Researchers identify changing epidemiology of this harmful foetal disease.
Human toxoplasmosis rates have been declining in high-income countries over the past six decades, according to new research.
However, an epidemiological "peak shift" - where more women contract the disease for the first time during pregnancy rather than before motherhood - can cause transient spikes in high prevalence countries.
The study by the Royal Veterinary College (RVC) and published in the journal Trends in Parasitology analysed six decades of data from more than a quarter of a million people from 19 countries.
As well as highlighting the changing epidemiology of toxoplasmosis, the study also found gaps in the current understanding of the parasite Toxoplasma gondii (T. gondii) in low- and middle-income countries, and calls for this to be addressed in future research.
It also suggests that pregnant women from countries predicted to experience a rise in cases may benefit from the introduction of temporary screening programmes and a reassessment of the cost-effectiveness of these programmes to consider related disorders.
RVC lead researcher and postdoctoral scientist Dr Gregory Milne said: “Toxoplasma causes a large public health burden, from severe congenital disease among infants, to fatal infections among people with compromised immune systems, to other more subtle changes in host behaviour. It is therefore promising news to find consistent evidence of decreases in parasite exposure in many populations and countries.

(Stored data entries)
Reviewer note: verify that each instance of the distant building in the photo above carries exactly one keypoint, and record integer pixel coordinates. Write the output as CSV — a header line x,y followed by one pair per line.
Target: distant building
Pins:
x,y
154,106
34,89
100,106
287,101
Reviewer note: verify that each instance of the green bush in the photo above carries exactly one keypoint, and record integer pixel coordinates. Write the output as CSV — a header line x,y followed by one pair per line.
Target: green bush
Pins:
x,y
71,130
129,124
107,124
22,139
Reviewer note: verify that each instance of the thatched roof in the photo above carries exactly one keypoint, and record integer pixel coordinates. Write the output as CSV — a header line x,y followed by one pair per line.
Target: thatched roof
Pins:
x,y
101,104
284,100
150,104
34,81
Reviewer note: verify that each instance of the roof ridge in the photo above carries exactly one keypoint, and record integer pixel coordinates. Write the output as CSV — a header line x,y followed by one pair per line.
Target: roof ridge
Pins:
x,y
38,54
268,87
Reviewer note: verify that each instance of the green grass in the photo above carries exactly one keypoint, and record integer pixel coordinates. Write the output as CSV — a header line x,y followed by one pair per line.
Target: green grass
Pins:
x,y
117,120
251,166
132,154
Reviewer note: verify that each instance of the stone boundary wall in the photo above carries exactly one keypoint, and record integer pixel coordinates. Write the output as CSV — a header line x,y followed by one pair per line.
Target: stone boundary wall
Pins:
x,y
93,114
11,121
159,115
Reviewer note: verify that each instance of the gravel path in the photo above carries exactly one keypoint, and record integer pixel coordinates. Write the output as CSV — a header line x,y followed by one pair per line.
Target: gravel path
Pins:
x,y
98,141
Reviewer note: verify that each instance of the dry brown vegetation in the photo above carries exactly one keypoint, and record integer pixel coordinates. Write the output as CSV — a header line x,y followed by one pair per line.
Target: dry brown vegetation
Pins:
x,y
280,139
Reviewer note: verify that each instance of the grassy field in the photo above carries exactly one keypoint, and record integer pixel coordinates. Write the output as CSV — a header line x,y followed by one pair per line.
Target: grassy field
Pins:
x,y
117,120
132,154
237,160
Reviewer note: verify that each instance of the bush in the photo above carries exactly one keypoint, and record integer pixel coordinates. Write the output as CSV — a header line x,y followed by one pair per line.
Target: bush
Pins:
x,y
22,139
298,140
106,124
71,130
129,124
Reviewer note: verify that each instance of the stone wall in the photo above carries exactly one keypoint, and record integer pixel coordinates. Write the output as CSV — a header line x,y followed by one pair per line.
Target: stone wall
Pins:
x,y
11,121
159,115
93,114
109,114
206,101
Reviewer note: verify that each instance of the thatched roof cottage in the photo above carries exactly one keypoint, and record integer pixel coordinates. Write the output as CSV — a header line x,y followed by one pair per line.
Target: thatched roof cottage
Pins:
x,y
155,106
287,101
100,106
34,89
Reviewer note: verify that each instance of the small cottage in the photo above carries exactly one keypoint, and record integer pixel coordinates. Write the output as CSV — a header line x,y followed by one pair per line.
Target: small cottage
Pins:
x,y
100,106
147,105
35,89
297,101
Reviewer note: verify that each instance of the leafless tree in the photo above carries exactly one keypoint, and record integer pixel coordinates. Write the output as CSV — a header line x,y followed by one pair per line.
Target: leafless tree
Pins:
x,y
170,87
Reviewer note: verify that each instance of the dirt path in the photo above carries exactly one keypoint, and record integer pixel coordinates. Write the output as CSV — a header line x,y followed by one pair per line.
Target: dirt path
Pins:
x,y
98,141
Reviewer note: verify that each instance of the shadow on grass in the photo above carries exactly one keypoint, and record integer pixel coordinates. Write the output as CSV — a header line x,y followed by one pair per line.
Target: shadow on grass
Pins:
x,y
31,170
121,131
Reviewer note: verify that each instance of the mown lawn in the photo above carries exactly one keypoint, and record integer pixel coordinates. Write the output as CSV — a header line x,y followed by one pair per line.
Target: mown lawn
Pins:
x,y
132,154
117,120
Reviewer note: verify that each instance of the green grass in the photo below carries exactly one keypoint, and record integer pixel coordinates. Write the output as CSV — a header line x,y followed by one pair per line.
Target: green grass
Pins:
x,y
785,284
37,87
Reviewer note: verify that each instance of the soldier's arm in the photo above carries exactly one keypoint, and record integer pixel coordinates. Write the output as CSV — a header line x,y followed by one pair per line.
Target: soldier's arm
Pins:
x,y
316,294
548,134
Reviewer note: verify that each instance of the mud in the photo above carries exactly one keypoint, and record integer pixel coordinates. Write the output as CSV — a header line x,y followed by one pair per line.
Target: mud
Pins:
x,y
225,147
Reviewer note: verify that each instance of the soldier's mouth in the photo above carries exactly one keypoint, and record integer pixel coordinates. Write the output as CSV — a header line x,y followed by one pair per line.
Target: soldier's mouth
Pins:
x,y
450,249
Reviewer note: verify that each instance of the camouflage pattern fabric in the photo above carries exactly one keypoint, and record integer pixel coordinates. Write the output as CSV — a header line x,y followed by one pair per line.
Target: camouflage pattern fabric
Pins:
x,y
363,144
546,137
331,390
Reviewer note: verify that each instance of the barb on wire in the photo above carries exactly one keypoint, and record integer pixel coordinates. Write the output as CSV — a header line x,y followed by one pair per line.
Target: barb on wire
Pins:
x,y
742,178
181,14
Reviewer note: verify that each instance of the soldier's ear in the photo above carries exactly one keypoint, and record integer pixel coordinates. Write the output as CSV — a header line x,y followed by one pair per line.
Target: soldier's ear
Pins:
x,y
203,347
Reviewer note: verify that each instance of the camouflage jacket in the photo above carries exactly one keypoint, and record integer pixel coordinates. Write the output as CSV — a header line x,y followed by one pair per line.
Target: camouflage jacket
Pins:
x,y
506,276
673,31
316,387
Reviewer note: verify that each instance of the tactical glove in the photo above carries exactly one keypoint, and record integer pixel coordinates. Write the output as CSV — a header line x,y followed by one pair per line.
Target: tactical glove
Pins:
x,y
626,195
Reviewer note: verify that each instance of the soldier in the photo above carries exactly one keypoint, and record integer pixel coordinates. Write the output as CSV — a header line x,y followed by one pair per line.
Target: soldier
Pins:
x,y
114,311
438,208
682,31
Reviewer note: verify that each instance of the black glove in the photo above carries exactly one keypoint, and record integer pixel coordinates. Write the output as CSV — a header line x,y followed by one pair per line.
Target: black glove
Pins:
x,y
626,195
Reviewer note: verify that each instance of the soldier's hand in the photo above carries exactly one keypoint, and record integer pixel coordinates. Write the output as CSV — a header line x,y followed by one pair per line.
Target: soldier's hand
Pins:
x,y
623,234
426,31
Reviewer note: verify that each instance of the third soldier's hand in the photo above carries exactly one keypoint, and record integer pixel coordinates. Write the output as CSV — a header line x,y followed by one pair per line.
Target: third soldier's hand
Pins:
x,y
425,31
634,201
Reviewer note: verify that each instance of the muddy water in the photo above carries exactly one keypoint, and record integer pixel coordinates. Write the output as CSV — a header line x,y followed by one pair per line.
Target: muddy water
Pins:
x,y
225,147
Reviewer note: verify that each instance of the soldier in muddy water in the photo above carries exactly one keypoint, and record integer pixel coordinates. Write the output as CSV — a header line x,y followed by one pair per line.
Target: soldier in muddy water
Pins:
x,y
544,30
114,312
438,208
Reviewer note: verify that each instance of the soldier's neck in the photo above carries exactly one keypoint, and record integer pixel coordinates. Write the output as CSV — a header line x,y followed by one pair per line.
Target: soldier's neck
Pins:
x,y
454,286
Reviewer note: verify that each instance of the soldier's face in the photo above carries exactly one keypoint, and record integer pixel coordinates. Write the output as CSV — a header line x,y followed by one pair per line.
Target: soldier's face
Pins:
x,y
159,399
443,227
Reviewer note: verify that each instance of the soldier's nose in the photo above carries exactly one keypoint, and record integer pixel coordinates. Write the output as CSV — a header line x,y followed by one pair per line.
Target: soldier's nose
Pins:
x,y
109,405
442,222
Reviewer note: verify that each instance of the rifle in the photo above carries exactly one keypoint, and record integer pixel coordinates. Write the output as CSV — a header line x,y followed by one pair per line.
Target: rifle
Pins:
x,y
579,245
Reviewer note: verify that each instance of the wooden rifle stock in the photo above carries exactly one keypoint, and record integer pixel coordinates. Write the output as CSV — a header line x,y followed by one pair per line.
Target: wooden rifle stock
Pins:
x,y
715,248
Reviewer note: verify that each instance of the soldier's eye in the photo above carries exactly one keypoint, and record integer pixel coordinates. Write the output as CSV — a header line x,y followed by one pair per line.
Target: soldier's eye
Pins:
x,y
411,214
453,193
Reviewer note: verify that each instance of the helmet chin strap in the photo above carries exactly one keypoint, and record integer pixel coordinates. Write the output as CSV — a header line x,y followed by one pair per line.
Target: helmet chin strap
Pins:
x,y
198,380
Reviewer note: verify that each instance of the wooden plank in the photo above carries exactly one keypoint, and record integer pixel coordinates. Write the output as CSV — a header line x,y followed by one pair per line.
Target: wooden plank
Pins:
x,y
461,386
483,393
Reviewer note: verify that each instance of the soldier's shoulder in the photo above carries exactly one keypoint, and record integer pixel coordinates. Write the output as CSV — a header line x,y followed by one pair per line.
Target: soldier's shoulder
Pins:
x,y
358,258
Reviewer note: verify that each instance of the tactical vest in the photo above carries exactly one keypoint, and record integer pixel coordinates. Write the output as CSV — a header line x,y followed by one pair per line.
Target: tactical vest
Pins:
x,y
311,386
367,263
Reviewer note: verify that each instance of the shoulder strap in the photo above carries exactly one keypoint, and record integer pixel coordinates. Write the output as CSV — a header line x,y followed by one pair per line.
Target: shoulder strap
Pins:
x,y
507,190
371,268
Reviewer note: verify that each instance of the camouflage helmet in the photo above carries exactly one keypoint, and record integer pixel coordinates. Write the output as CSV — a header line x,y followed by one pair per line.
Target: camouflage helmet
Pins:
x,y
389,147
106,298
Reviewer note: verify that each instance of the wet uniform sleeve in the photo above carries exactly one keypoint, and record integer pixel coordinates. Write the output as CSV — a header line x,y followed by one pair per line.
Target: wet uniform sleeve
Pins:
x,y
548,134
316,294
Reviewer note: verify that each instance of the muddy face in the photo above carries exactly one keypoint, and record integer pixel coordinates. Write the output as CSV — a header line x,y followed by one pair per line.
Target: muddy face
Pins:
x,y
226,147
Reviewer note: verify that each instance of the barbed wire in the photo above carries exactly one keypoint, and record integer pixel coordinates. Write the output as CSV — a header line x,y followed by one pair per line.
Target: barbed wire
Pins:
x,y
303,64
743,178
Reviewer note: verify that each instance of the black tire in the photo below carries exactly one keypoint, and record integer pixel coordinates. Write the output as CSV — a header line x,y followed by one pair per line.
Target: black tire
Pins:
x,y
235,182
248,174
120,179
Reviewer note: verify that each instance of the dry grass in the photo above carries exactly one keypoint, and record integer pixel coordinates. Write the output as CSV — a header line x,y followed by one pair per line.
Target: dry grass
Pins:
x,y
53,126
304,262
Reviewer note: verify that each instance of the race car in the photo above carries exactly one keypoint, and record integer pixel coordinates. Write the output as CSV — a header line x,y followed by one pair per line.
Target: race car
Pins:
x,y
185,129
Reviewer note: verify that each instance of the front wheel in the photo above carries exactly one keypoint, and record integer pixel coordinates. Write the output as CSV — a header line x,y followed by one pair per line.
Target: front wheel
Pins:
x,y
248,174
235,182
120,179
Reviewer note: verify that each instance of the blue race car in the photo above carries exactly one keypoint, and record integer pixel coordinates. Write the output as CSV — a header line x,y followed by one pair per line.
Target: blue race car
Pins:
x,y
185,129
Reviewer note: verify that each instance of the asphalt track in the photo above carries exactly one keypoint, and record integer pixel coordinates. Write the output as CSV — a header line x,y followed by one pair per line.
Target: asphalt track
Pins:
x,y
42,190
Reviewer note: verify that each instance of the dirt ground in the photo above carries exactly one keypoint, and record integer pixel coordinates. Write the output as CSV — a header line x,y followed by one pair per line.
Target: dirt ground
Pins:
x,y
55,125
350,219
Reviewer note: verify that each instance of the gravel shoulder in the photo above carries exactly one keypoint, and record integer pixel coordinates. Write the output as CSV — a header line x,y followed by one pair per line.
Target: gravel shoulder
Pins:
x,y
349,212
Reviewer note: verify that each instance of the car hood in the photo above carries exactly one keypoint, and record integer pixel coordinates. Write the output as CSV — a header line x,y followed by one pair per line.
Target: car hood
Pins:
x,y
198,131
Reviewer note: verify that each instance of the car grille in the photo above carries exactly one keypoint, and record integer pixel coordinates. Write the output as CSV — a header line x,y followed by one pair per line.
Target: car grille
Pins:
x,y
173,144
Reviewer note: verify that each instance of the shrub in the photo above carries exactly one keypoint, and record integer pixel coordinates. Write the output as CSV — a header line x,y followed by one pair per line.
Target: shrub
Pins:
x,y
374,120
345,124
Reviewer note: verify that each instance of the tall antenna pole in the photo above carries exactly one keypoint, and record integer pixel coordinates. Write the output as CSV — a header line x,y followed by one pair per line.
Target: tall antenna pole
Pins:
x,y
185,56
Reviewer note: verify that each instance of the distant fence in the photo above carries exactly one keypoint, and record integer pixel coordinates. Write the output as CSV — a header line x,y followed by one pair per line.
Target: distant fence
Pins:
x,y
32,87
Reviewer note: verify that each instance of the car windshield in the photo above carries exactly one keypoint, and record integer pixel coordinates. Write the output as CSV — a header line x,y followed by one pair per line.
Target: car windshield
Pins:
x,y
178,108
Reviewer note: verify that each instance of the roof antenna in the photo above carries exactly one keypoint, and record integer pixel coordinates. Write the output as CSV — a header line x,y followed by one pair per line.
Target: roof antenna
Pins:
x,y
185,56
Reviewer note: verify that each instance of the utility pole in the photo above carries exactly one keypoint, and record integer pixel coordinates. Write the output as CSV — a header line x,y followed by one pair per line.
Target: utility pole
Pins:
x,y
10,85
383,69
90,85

- REQUIRED ACTIONS:
**A)** According to the toxoplasmosis article, data from how many countries did the study analyze?
**B)** Carry the toxoplasmosis article forward from its last sentence.
The entries are separate material, apart from the toxoplasmosis article.

- RESPONSES:
**A)** 19 countries.

**B)**
“We show that more data are needed to assess the trajectories of exposure trends in lower-income countries. Our findings nonetheless caution against complacency: in high-prevalence countries, despite decreasing parasite exposure, cases of congenital disease may counterintuitively increase as more women acquire primary infections in pregnancy.”
Toxoplasmosis affects some 190,000 pregnancies globally every year and occurs when pregnant women become infected with the parasite T. gondii for the first time, passing the infection to the foetus. Of the 19,000 annually reported cases, three per cent of infected infants die before one month of age, sometimes before birth, and those who survive can experience issues with their vision and development.
Around one-third of the human population is thought to have been exposed to T.gondii. People can become infected by eating food or drinking water contaminated with parasites shed in the faeces of infected cats.